:: Given entries

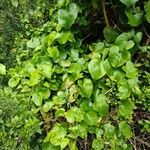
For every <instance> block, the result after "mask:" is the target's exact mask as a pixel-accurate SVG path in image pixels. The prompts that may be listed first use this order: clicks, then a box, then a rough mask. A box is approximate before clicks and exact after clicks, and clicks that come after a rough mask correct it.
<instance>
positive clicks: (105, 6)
mask: <svg viewBox="0 0 150 150" xmlns="http://www.w3.org/2000/svg"><path fill="white" fill-rule="evenodd" d="M105 3H106V0H102V7H103V14H104V19H105V23H106V26H107V27H109V21H108V17H107V13H106V6H105Z"/></svg>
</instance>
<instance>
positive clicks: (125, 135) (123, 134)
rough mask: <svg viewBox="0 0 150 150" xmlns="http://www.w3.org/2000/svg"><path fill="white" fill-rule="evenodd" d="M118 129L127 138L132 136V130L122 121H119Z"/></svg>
mask: <svg viewBox="0 0 150 150" xmlns="http://www.w3.org/2000/svg"><path fill="white" fill-rule="evenodd" d="M119 130H120V131H121V132H122V134H123V135H124V136H125V137H126V138H127V139H129V138H131V137H132V135H133V134H132V131H131V127H130V126H129V125H128V124H127V123H126V122H124V121H122V122H120V123H119Z"/></svg>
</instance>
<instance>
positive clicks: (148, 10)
mask: <svg viewBox="0 0 150 150" xmlns="http://www.w3.org/2000/svg"><path fill="white" fill-rule="evenodd" d="M145 12H146V15H145V17H146V19H147V21H148V22H149V23H150V0H149V1H148V2H147V3H146V5H145Z"/></svg>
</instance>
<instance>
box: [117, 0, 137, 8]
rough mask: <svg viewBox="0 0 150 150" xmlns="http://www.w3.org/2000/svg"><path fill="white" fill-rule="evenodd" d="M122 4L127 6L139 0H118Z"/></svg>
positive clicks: (131, 4)
mask: <svg viewBox="0 0 150 150" xmlns="http://www.w3.org/2000/svg"><path fill="white" fill-rule="evenodd" d="M120 1H121V2H122V3H123V4H125V5H126V6H127V7H130V6H132V5H134V4H135V3H136V2H138V1H139V0H120Z"/></svg>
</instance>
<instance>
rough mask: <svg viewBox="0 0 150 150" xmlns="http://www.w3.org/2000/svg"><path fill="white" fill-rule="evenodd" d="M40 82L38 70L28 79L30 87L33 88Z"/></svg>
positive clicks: (38, 70) (39, 76)
mask: <svg viewBox="0 0 150 150" xmlns="http://www.w3.org/2000/svg"><path fill="white" fill-rule="evenodd" d="M40 81H41V75H40V74H39V70H34V71H33V72H32V74H31V77H30V83H29V84H30V86H35V85H37V84H38V83H39V82H40Z"/></svg>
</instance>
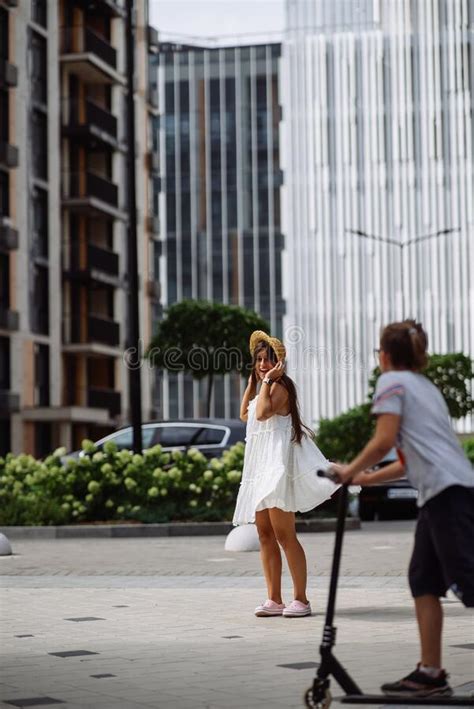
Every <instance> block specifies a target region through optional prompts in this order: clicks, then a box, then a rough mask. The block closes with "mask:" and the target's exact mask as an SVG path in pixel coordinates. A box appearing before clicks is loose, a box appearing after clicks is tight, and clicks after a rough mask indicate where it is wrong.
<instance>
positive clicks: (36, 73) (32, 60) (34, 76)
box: [30, 32, 48, 104]
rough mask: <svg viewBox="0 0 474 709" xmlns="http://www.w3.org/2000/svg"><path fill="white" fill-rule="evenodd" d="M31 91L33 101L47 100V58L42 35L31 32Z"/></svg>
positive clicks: (30, 42) (45, 42) (47, 92)
mask: <svg viewBox="0 0 474 709" xmlns="http://www.w3.org/2000/svg"><path fill="white" fill-rule="evenodd" d="M30 51H31V93H32V96H33V100H34V101H38V102H39V103H43V104H46V103H47V101H48V60H47V46H46V40H45V39H44V37H41V36H40V35H39V34H37V33H36V32H32V33H31V42H30Z"/></svg>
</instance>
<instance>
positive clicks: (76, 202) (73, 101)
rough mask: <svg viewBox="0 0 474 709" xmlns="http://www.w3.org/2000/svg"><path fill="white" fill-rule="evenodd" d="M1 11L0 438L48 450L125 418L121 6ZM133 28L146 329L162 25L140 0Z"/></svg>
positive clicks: (125, 261) (140, 217) (153, 285)
mask: <svg viewBox="0 0 474 709" xmlns="http://www.w3.org/2000/svg"><path fill="white" fill-rule="evenodd" d="M0 23H1V27H0V32H1V45H0V46H1V50H0V51H1V64H0V100H1V111H0V128H1V137H0V140H1V145H0V181H1V183H0V184H1V197H0V209H1V216H0V251H1V253H0V257H1V262H0V263H1V281H0V298H1V300H0V365H1V373H0V428H1V433H0V451H1V452H5V451H7V450H13V451H15V452H20V451H25V452H31V453H34V454H35V455H44V454H46V453H47V452H49V451H50V450H51V449H53V448H54V447H56V446H58V445H64V446H66V448H68V449H74V448H77V447H78V446H79V445H80V441H81V440H82V439H83V438H85V437H90V438H97V437H98V436H100V435H102V434H104V433H106V432H108V431H110V430H111V429H113V428H115V427H116V426H117V425H118V424H120V423H123V422H125V421H127V418H128V411H127V398H128V376H127V375H128V372H127V369H126V367H125V365H124V359H123V352H124V349H125V347H126V344H127V342H126V338H127V331H126V322H127V263H126V254H127V249H126V243H127V241H126V240H127V220H128V200H127V191H126V184H127V181H126V174H127V173H126V169H127V168H126V156H127V141H126V134H125V127H126V78H125V70H126V63H125V62H126V55H125V10H124V3H123V2H119V1H118V0H117V1H116V0H59V2H56V1H51V0H48V1H47V0H32V1H31V2H20V3H18V2H12V1H11V0H10V1H9V2H0ZM136 40H137V42H136V57H135V63H136V75H137V81H136V97H135V98H136V101H135V103H136V124H137V130H136V136H137V145H136V151H137V183H138V184H137V208H138V245H139V269H140V275H141V286H140V324H141V334H142V337H143V338H144V341H146V340H147V339H149V337H150V333H151V327H152V317H153V312H154V310H155V309H156V305H155V304H156V301H157V295H158V293H159V289H158V285H157V273H156V270H154V259H153V252H154V243H155V240H156V237H157V234H156V227H157V223H156V222H157V220H156V216H157V215H156V212H155V211H154V209H155V207H156V206H157V196H156V195H155V194H154V188H155V187H156V180H155V174H156V172H157V169H158V162H157V154H156V150H154V146H153V134H154V132H153V131H152V126H153V123H154V121H156V120H157V115H158V103H157V91H156V87H154V86H153V84H152V83H150V76H151V74H150V70H149V67H150V63H151V62H152V61H153V60H152V57H153V54H154V53H155V52H156V50H157V33H156V32H155V31H154V30H152V28H150V27H149V26H148V12H147V3H146V2H144V3H141V2H140V3H137V10H136ZM146 377H147V370H146V369H144V376H143V396H142V398H143V407H144V411H143V414H144V416H145V417H146V416H150V414H151V393H150V392H151V384H150V382H149V381H148V380H147V379H146Z"/></svg>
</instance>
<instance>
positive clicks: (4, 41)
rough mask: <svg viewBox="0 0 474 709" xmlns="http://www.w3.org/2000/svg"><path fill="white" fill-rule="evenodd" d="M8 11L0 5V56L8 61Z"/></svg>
mask: <svg viewBox="0 0 474 709" xmlns="http://www.w3.org/2000/svg"><path fill="white" fill-rule="evenodd" d="M8 39H9V38H8V12H7V10H4V9H3V8H1V7H0V58H2V59H5V60H6V61H9V46H8V45H9V42H8Z"/></svg>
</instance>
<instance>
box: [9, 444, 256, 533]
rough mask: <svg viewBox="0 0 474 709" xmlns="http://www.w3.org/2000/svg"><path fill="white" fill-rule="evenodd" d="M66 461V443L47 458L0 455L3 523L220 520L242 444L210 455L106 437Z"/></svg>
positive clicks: (237, 460)
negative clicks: (165, 449) (131, 445)
mask: <svg viewBox="0 0 474 709" xmlns="http://www.w3.org/2000/svg"><path fill="white" fill-rule="evenodd" d="M83 450H84V451H85V455H84V456H83V457H81V458H78V459H69V460H66V461H65V462H64V463H63V462H62V458H63V456H64V454H65V451H64V450H63V449H58V450H57V451H55V453H53V455H51V456H48V457H47V458H46V459H45V460H44V461H37V460H35V459H34V458H33V457H32V456H29V455H19V456H13V455H12V454H8V455H7V456H6V458H0V524H2V525H12V524H16V525H32V524H38V525H50V524H68V523H71V522H91V521H94V522H96V521H118V520H121V521H123V520H134V521H140V522H166V521H169V520H189V519H193V520H216V519H219V520H225V519H230V518H231V517H232V512H233V509H234V504H235V499H236V496H237V492H238V488H239V483H240V478H241V474H242V467H243V456H244V445H243V443H237V444H236V445H235V446H233V447H232V448H231V449H230V450H228V451H226V452H225V453H224V454H223V456H222V457H221V458H220V459H217V458H214V459H212V460H210V461H208V460H207V459H206V458H205V456H204V455H203V454H202V453H201V452H199V451H198V450H196V449H190V450H188V451H187V452H186V453H182V452H180V451H173V452H172V453H164V452H163V451H162V449H161V446H155V447H153V448H150V449H149V450H147V451H145V452H144V453H143V454H142V455H136V454H133V453H132V452H131V451H128V450H121V451H117V448H116V446H115V444H114V443H112V442H109V443H106V444H105V446H104V450H103V451H97V450H96V448H95V446H94V444H93V443H92V442H91V441H84V442H83Z"/></svg>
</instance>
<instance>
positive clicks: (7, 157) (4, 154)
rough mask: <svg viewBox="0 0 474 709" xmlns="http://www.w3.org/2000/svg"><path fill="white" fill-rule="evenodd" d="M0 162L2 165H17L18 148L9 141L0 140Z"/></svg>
mask: <svg viewBox="0 0 474 709" xmlns="http://www.w3.org/2000/svg"><path fill="white" fill-rule="evenodd" d="M0 163H1V164H2V165H3V166H4V167H18V148H17V147H16V146H15V145H10V143H5V142H0Z"/></svg>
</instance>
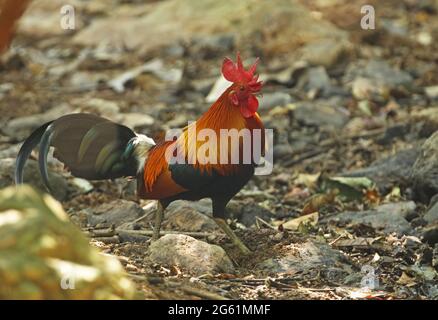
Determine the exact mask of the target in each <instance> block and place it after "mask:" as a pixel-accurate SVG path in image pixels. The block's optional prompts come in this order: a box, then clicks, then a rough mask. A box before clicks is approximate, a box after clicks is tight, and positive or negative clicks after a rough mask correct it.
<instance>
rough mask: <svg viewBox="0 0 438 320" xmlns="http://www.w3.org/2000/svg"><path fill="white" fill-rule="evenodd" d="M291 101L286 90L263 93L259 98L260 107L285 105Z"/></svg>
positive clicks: (282, 105)
mask: <svg viewBox="0 0 438 320" xmlns="http://www.w3.org/2000/svg"><path fill="white" fill-rule="evenodd" d="M290 102H292V98H291V96H290V95H289V94H288V93H286V92H281V91H276V92H273V93H264V94H263V96H262V97H260V99H259V105H260V109H272V108H273V107H276V106H281V107H282V106H285V105H287V104H288V103H290Z"/></svg>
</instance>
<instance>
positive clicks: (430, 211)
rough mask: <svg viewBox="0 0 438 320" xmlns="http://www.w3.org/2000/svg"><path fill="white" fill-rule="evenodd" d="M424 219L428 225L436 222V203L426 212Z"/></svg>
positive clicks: (437, 218)
mask: <svg viewBox="0 0 438 320" xmlns="http://www.w3.org/2000/svg"><path fill="white" fill-rule="evenodd" d="M424 219H425V220H426V221H427V222H429V223H434V222H438V202H437V203H435V204H434V205H433V206H432V207H431V208H430V209H429V210H427V212H426V214H425V215H424Z"/></svg>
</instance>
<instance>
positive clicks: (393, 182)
mask: <svg viewBox="0 0 438 320" xmlns="http://www.w3.org/2000/svg"><path fill="white" fill-rule="evenodd" d="M419 152H420V151H419V149H418V148H412V149H408V150H402V151H400V152H398V153H396V154H395V155H393V156H390V157H388V158H384V159H381V160H377V161H375V162H374V163H372V164H371V166H369V167H367V168H364V169H359V170H355V171H352V172H347V173H342V176H345V177H367V178H370V179H371V180H373V181H374V182H375V183H376V184H377V187H378V188H379V189H380V190H381V191H383V192H385V191H388V190H390V189H391V188H392V187H393V186H395V185H397V186H400V187H407V186H409V185H410V184H411V180H410V175H411V171H412V166H413V165H414V163H415V160H416V159H417V157H418V155H419Z"/></svg>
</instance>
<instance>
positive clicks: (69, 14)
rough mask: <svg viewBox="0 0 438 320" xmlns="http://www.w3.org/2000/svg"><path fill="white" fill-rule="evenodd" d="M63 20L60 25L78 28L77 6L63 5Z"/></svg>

::::

> What the task requires: Report every line above that contains the word "negative", copying each such line in full.

> Reply to the exercise:
negative clicks: (165, 449) (131, 445)
Determine the exact mask of the target in each <instance> block and place it after "mask:" as a pixel-accurate SVG path in image pixels. The block's optional prompts come in this order: a box, then clicks, then a rough mask. A box before clicks is approximate, a box after clicks is tight, and positive or negative clicks after a rough mask correct it.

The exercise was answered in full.